Dataset entries

--- START ---

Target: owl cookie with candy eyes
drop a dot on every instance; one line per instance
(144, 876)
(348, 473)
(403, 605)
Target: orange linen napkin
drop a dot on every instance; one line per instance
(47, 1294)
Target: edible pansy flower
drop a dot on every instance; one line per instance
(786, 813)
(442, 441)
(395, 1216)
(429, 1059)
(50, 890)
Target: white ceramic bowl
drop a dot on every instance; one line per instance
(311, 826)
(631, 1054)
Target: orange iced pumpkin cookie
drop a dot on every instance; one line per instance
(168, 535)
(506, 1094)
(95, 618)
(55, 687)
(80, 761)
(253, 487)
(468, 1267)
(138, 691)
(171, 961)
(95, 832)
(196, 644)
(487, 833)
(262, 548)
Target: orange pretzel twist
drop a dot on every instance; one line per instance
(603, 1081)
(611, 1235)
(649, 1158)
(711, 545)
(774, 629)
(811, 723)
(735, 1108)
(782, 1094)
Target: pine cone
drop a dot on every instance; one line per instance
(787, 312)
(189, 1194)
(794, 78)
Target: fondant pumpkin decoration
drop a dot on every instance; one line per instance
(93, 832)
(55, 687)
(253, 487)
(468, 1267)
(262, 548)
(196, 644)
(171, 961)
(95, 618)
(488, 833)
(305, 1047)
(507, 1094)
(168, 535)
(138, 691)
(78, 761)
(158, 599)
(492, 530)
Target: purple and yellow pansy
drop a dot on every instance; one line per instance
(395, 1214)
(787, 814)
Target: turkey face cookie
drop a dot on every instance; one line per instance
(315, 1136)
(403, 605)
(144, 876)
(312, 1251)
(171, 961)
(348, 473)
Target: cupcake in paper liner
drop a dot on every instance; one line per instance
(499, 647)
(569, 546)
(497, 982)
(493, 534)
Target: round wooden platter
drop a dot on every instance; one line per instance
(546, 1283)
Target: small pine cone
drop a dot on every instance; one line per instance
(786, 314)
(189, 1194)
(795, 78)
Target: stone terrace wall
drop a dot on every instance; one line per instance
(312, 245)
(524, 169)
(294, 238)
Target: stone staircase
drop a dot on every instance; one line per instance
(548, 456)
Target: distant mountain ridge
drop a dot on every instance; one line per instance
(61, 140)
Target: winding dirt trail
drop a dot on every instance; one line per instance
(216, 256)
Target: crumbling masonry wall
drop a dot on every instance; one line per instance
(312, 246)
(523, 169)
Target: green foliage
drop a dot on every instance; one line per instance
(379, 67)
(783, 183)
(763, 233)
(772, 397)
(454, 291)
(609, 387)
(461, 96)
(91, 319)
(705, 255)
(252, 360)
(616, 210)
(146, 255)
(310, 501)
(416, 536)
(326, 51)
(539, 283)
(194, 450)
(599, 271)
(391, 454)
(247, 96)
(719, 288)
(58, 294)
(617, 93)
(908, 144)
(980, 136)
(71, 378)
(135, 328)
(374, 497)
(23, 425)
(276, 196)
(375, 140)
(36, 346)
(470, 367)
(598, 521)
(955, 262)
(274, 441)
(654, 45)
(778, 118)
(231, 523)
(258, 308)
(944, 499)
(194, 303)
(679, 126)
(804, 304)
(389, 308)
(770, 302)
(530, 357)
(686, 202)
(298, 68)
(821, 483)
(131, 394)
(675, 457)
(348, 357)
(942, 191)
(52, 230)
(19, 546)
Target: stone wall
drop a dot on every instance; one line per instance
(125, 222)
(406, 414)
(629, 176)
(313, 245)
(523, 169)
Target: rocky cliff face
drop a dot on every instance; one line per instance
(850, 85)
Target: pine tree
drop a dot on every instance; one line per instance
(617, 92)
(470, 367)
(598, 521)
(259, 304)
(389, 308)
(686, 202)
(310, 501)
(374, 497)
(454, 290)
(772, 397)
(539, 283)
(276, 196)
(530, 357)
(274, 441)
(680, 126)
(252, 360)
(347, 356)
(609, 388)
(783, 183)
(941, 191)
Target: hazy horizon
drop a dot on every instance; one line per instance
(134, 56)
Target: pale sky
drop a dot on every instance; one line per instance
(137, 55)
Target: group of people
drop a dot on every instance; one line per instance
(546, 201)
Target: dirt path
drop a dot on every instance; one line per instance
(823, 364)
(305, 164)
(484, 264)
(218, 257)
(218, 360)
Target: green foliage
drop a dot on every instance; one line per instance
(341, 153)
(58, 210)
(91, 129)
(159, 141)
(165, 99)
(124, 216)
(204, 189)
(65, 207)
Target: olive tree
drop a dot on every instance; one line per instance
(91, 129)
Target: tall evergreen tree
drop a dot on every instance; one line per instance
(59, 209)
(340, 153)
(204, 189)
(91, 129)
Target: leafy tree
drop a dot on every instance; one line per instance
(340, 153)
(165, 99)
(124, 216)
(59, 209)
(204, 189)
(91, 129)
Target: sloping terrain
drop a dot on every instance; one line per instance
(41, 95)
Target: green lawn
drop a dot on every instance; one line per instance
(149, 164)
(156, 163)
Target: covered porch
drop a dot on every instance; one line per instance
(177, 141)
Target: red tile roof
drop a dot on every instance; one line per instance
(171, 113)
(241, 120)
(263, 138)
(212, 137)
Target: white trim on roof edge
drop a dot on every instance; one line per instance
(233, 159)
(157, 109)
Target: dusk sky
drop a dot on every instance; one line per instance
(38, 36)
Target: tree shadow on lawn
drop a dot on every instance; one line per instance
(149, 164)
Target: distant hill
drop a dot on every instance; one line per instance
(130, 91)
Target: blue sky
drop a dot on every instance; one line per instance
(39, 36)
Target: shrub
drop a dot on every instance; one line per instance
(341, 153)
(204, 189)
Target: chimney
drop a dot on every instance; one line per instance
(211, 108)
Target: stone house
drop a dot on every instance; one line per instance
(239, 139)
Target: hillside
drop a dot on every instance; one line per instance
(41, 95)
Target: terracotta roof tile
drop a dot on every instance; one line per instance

--- END ---

◆ **What you should do**
Every entry should be output exactly as written, please.

◆ **Exercise result**
Target: owl cookie with candy eyes
drop a dot on every instance; one line per instance
(144, 876)
(348, 473)
(403, 605)
Target: orange linen napkin
drop a dot on every instance; one line per instance
(47, 1294)
Target: edible pansy flower
drop a dot on every instance; one line per instance
(786, 813)
(442, 441)
(395, 1216)
(429, 1059)
(50, 890)
Target: white ceramic bowl
drop a dot on every instance; one line per instance
(311, 826)
(631, 1054)
Target: orange iced pumpkin cookie
drop a dot on every instance; one line per instance
(168, 535)
(506, 1094)
(95, 618)
(55, 687)
(80, 761)
(253, 487)
(468, 1267)
(138, 691)
(171, 961)
(95, 832)
(196, 644)
(487, 833)
(262, 548)
Target: orange pretzel twist
drop a dot on every instance; one line per instance
(603, 1081)
(611, 1235)
(649, 1158)
(711, 545)
(774, 629)
(811, 723)
(735, 1108)
(782, 1094)
Target: pine cone
drop a dot on every instance; one line per instance
(787, 312)
(189, 1194)
(794, 78)
Target: fondant pumpkin decoration
drop a dot on every instance; one line per instance
(93, 832)
(55, 687)
(253, 487)
(468, 1267)
(262, 548)
(196, 644)
(171, 961)
(95, 618)
(488, 833)
(305, 1047)
(507, 1094)
(168, 535)
(138, 691)
(78, 761)
(158, 599)
(492, 530)
Target: purple and yellow pansy
drop a dot on every instance; one line per instance
(395, 1214)
(787, 814)
Target: turkey face cookie
drop a dot on every instance; one line per instance
(315, 1136)
(403, 605)
(144, 876)
(312, 1251)
(171, 961)
(348, 473)
Target: cupcake in paper liner
drop a dot on every instance; one line per instance
(499, 647)
(569, 546)
(497, 982)
(493, 534)
Target: round wooden platter
drop a dot on every instance; one line per instance
(546, 1283)
Target: small pine cone
drop a dot on every instance; one line per instance
(786, 314)
(189, 1194)
(795, 78)
Target: stone terrace wall
drop a dot on every instance; one line per instance
(312, 245)
(524, 169)
(294, 238)
Target: stone staircase
drop a dot on every instance; one line per instance
(548, 456)
Target: distant mountain ridge
drop a dot on every instance; one line per instance
(61, 140)
Target: winding dirt trail
drop a dot on every instance; one line per instance
(216, 256)
Target: crumbling masonry wall
drop a dot on every instance; one line per instance
(312, 246)
(523, 169)
Target: green foliage
drop a dot on every instance; one line per instance
(379, 67)
(783, 183)
(763, 233)
(772, 397)
(454, 291)
(609, 387)
(461, 96)
(91, 319)
(705, 255)
(252, 360)
(616, 210)
(146, 255)
(310, 501)
(416, 536)
(326, 51)
(539, 283)
(194, 450)
(599, 271)
(391, 454)
(247, 96)
(719, 288)
(58, 294)
(617, 93)
(908, 144)
(980, 136)
(71, 378)
(135, 328)
(374, 497)
(23, 425)
(276, 196)
(375, 140)
(36, 346)
(470, 367)
(598, 521)
(955, 262)
(274, 441)
(654, 45)
(778, 118)
(231, 523)
(258, 308)
(944, 499)
(194, 303)
(679, 126)
(804, 304)
(389, 308)
(770, 302)
(530, 357)
(686, 202)
(298, 68)
(821, 483)
(131, 394)
(675, 457)
(348, 357)
(942, 191)
(52, 230)
(19, 546)
Target: stone wall
drop a dot on every instance; one line per instance
(125, 222)
(406, 414)
(629, 176)
(313, 245)
(523, 169)
Target: rocky cliff face
drop a dot on every instance; one line per instance
(850, 85)
Target: pine tree
drop a dot on every instance; one line per instance
(617, 92)
(470, 367)
(598, 521)
(259, 304)
(389, 308)
(686, 202)
(310, 501)
(374, 497)
(454, 290)
(772, 397)
(539, 283)
(276, 196)
(530, 357)
(274, 441)
(680, 126)
(252, 360)
(347, 356)
(609, 388)
(783, 183)
(941, 191)
Target: hazy horizon
drop a dot on every instance; one line per instance
(134, 56)
Target: pale sky
drop a dot on every instance; one line per instance
(137, 55)
Target: group of people
drop a dot on every instance; one line per instance
(546, 201)
Target: dirt path
drop a dot on every instance; one line per instance
(823, 364)
(305, 164)
(484, 264)
(218, 257)
(218, 360)
Target: green foliage
drop a dot on every instance; one line per instance
(341, 153)
(58, 210)
(91, 129)
(159, 141)
(165, 99)
(124, 216)
(204, 189)
(65, 207)
Target: olive tree
drop a dot on every instance; one line per instance
(91, 129)
Target: tall evergreen tree
drop a dot on every instance; one line per instance
(59, 209)
(340, 153)
(204, 189)
(91, 129)
Target: leafy tree
drop a dot on every instance; one line per instance
(340, 153)
(165, 99)
(124, 216)
(59, 209)
(204, 189)
(91, 129)
Target: sloping terrain
drop a dot on every instance; one line per instance
(41, 95)
Target: green lawn
drop a dot on every instance; one line per instance
(149, 164)
(156, 163)
Target: covered porch
drop a dot on every instance; one line per instance
(177, 141)
Target: red tile roof
drop a dot on every instance; one line per instance
(171, 113)
(241, 120)
(263, 138)
(212, 137)
Target: white trim on roof edge
drop a dot on every instance; one line per instance
(233, 159)
(157, 109)
Target: dusk sky
drop a dot on every instance; one line per instance
(38, 36)
Target: tree shadow on lawn
drop a dot on every instance; one line per instance
(149, 164)
Target: distant hill
drop a dot on every instance; one line per instance
(130, 91)
Target: blue sky
drop a dot on every instance; one line per instance
(39, 36)
Target: shrub
drop a dot on every instance; one line per instance
(341, 153)
(204, 189)
Target: chimney
drop a dot on every instance; one line per instance
(211, 108)
Target: stone house
drop a dot on every instance; one line per instance
(239, 139)
Target: hillside
drop a dot on every instance; one line per instance
(41, 95)
Target: terracotta roof tile
drop a dot on every instance; one line per instance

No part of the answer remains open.